--- Given records ---

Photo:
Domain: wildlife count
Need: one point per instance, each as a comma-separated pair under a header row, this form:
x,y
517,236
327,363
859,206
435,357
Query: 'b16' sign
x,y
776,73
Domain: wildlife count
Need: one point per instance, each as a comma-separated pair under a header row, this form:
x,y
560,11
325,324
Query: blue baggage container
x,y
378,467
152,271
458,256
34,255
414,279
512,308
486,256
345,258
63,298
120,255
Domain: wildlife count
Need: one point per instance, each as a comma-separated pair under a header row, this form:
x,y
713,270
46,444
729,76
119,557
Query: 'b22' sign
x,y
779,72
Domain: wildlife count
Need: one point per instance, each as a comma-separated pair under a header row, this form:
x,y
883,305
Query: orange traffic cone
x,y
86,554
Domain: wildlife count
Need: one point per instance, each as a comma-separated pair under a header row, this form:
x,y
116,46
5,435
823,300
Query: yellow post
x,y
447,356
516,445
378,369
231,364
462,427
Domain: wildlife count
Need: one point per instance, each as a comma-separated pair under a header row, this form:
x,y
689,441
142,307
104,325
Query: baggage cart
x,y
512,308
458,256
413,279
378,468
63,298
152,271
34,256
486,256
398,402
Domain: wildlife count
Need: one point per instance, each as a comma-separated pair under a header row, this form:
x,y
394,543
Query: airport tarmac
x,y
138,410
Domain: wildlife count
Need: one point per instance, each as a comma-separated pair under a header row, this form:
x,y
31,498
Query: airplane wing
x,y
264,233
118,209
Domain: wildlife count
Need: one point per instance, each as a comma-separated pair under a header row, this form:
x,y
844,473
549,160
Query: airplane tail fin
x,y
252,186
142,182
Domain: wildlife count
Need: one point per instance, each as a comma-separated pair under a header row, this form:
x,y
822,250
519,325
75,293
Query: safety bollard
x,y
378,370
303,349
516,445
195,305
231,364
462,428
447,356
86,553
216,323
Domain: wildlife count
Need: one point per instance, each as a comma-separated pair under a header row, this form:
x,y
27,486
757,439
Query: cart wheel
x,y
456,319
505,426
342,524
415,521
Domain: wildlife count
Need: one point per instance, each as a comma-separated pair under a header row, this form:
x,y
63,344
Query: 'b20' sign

---

What is expected :: Once you have read the entries, write them out again without altering a single character.

Output below ::
Photo:
Domain: wildlife count
Need: one point per instance, each as a comma-separated pair under a header row, this form:
x,y
517,236
327,363
859,206
435,357
Query: 'b16' sign
x,y
776,73
Domain: wildlife count
Need: one point per instance, each as a comma-separated pair under a header row, this form:
x,y
560,11
325,324
Query: blue baggage container
x,y
378,467
152,271
458,256
34,255
414,279
512,308
486,256
345,258
63,298
120,255
Domain: wildlife count
Need: one point per instance, each as a comma-separated pair under a header row, this form:
x,y
713,270
46,444
729,76
119,557
Query: 'b22' sign
x,y
779,72
Domain: wildlife count
Need: one point per instance, each as a comma-separated pair under a header row, this form:
x,y
883,305
Query: orange traffic cone
x,y
86,554
Domain: wildlife count
Need: one point per instance, each as a comma-separated pair under a header row, this form:
x,y
116,46
5,435
823,300
Query: yellow post
x,y
447,356
516,445
378,369
231,364
462,427
Domain: wildlife count
Need: one point per instance, each as a comma-separated pair under a header row, this form:
x,y
689,441
142,307
104,325
Query: baggage cart
x,y
512,308
458,256
413,279
378,468
63,298
152,271
34,256
486,256
398,402
Domain: wildlife count
Need: one point per instance, each as a comma-separated pair under a header row, this form:
x,y
394,543
Query: airport tarmac
x,y
138,410
Domain: wildlife count
Need: one point per instance, each as a comma-separated pair under a header row, this form:
x,y
31,498
Query: airplane wing
x,y
264,233
118,209
Domain: wildlife count
Need: one point per instance, each as a comma-separated pair under a header row, this form:
x,y
844,473
549,160
Query: airplane tail fin
x,y
252,186
142,182
Domain: wildlife count
Need: one point per instance, each as a comma-separated pair under a header row, this form:
x,y
822,250
519,325
75,293
Query: safety bollard
x,y
378,370
303,349
516,445
195,305
231,364
462,428
447,356
86,553
216,323
Domain: wildlife count
Need: one point per instance, each as a comma-separated pair under a header row, this form:
x,y
27,486
757,439
Query: cart wheel
x,y
456,319
505,426
342,524
415,521
Domain: wildlife count
Need: one point per instance, each as a comma-separated pair under a header row, this form:
x,y
63,344
Query: 'b20' sign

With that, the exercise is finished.